Repeat the following lines exactly and nothing else: the line containing "Where can the blonde" and each line after it through the end of the listing.

%%

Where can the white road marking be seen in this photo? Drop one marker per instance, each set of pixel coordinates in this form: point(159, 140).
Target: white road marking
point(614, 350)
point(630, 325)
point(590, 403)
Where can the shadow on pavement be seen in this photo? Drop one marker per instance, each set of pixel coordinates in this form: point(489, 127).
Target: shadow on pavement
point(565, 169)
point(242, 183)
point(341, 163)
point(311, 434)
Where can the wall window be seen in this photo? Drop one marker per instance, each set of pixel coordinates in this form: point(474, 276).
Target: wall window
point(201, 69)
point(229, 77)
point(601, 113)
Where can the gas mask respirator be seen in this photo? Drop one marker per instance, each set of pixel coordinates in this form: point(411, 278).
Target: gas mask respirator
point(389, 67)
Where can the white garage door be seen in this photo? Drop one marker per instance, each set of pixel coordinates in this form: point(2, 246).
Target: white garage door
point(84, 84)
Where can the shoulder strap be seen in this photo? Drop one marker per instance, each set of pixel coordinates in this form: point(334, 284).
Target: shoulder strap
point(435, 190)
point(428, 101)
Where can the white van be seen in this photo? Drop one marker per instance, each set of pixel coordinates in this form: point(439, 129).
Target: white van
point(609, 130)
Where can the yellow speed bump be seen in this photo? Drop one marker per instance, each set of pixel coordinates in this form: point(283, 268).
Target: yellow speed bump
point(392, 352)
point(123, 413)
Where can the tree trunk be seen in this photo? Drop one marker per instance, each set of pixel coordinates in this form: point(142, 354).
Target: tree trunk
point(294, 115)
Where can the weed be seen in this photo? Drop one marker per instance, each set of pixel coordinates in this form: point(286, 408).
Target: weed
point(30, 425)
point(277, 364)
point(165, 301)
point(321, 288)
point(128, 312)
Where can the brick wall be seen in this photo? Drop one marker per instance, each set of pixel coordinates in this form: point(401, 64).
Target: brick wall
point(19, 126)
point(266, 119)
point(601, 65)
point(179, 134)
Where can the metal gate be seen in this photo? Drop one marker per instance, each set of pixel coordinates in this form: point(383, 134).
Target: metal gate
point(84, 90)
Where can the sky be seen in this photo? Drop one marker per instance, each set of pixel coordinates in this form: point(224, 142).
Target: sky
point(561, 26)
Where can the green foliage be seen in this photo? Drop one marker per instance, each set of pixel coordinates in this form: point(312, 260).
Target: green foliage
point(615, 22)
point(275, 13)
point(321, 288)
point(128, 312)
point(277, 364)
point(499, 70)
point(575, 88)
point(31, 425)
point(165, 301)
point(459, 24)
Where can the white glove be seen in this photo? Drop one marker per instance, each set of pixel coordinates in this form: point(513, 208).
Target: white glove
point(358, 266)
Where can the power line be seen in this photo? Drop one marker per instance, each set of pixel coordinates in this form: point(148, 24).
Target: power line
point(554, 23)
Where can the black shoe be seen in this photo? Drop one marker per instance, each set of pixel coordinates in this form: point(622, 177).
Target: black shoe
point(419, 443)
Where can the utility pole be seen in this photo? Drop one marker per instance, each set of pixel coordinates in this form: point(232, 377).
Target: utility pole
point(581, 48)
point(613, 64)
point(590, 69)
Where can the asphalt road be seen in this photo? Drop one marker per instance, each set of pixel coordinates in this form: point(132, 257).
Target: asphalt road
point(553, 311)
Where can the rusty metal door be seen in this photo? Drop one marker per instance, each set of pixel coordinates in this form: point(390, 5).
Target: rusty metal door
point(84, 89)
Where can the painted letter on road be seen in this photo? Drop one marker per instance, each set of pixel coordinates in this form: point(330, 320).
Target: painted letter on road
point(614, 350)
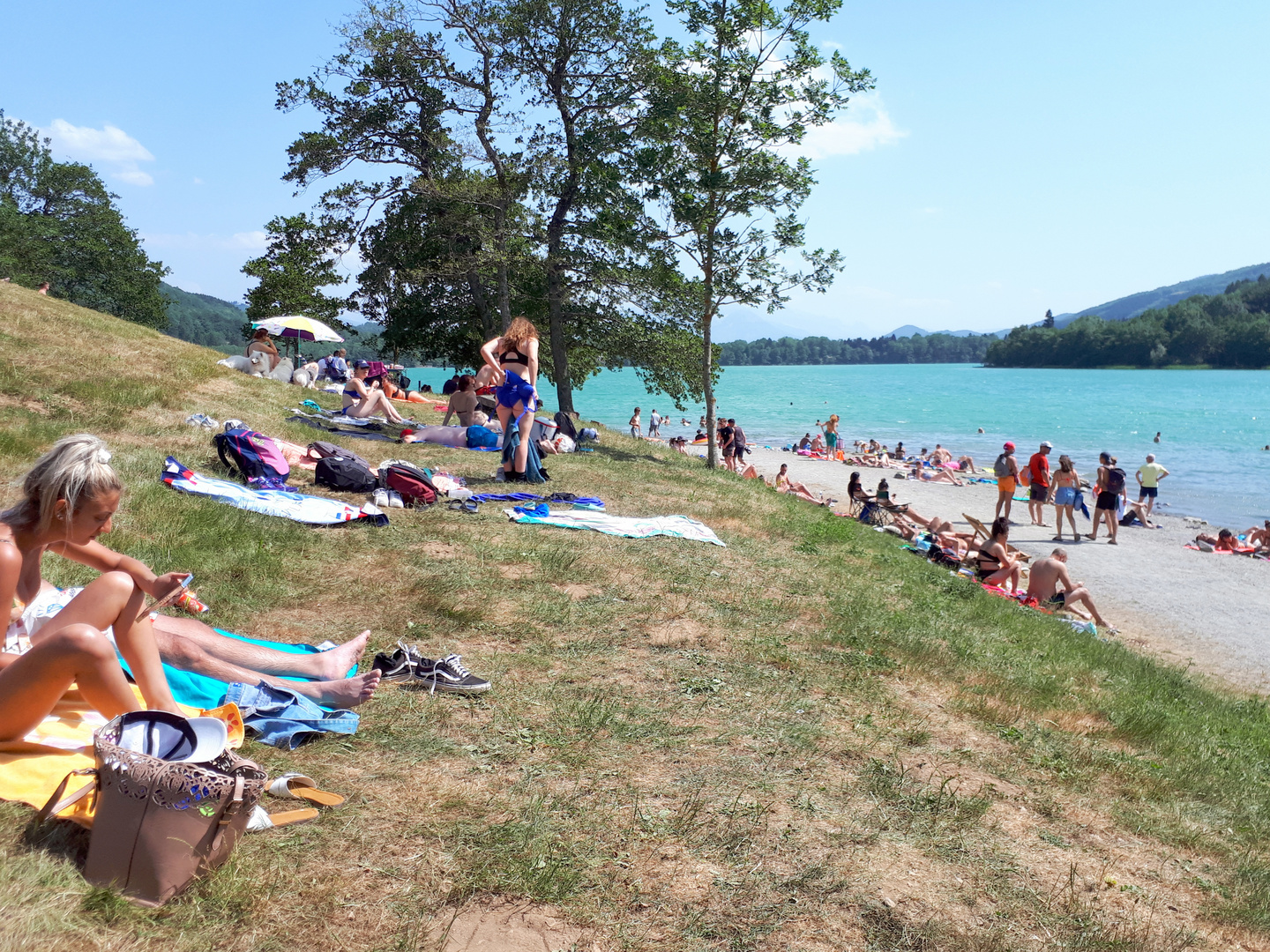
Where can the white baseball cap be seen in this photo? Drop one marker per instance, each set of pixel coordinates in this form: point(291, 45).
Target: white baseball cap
point(172, 736)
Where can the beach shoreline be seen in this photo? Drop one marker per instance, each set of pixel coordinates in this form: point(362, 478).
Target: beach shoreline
point(1185, 607)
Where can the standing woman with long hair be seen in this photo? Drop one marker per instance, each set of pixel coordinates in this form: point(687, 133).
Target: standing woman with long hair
point(1067, 484)
point(514, 361)
point(57, 637)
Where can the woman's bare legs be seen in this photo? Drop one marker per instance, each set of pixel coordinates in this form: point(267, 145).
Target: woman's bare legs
point(322, 666)
point(522, 450)
point(228, 664)
point(113, 600)
point(31, 684)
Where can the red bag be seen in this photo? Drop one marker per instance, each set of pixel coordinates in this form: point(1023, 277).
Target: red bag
point(412, 482)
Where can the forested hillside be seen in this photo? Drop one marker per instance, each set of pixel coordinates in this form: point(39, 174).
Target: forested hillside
point(934, 348)
point(202, 319)
point(1229, 331)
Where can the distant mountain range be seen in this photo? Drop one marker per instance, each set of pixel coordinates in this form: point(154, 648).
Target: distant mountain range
point(911, 331)
point(1125, 308)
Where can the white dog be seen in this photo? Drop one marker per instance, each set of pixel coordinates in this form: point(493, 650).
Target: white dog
point(306, 376)
point(258, 366)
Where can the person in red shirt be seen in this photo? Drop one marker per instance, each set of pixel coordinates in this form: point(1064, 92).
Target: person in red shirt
point(1038, 469)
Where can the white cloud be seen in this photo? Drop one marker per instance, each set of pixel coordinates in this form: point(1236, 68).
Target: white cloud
point(109, 146)
point(238, 242)
point(865, 126)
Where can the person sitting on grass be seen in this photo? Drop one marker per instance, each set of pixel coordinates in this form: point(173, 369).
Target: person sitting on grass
point(184, 643)
point(1050, 584)
point(462, 401)
point(995, 564)
point(362, 401)
point(262, 344)
point(69, 498)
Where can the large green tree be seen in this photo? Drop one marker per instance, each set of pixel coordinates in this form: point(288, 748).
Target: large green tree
point(727, 111)
point(60, 224)
point(585, 65)
point(297, 263)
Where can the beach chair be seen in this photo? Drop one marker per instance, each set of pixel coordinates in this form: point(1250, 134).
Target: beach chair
point(981, 530)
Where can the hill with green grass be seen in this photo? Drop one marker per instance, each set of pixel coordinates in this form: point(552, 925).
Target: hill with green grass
point(807, 740)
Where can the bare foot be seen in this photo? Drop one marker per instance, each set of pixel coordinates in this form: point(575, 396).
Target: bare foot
point(346, 692)
point(334, 664)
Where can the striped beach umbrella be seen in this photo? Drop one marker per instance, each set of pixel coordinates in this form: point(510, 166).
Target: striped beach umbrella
point(297, 326)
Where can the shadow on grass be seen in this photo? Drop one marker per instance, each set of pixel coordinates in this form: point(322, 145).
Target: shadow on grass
point(60, 839)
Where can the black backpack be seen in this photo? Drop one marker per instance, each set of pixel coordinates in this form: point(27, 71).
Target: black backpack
point(344, 475)
point(564, 424)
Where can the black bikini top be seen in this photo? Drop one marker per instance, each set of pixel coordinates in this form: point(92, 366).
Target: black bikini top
point(513, 357)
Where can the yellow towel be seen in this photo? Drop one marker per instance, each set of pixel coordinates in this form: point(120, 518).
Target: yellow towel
point(32, 768)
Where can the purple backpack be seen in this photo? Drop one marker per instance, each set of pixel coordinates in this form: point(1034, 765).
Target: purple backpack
point(253, 456)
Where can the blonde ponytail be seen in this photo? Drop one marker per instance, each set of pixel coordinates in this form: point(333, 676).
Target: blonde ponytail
point(78, 469)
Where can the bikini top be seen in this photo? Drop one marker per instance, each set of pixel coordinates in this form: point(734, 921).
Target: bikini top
point(513, 355)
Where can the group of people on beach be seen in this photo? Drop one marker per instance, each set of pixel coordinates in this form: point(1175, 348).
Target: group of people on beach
point(1062, 489)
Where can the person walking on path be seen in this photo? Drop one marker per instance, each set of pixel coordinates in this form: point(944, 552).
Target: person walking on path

%%

**THE RESPONSE:**
Where can the blonde ponytail be seen in this photo? Drop one marker per instance, each set of pixel coordinates in this form: point(333, 676).
Target: blonde ponytail
point(78, 469)
Where can the bikini top be seen in this photo? Drop one marker per instance, each set of pixel coordinates in this form: point(734, 921).
Target: bikini top
point(513, 355)
Where can the group of people on beach be seen in this photo? Drop one marker per instance, each set of pixel coordinates in this form: point(1175, 348).
Target: group of people on beach
point(1062, 489)
Where can the person walking on path be seen in this photo? Drop one marker per instance, each set of pixel coordinates in this form: point(944, 552).
Target: person walking on path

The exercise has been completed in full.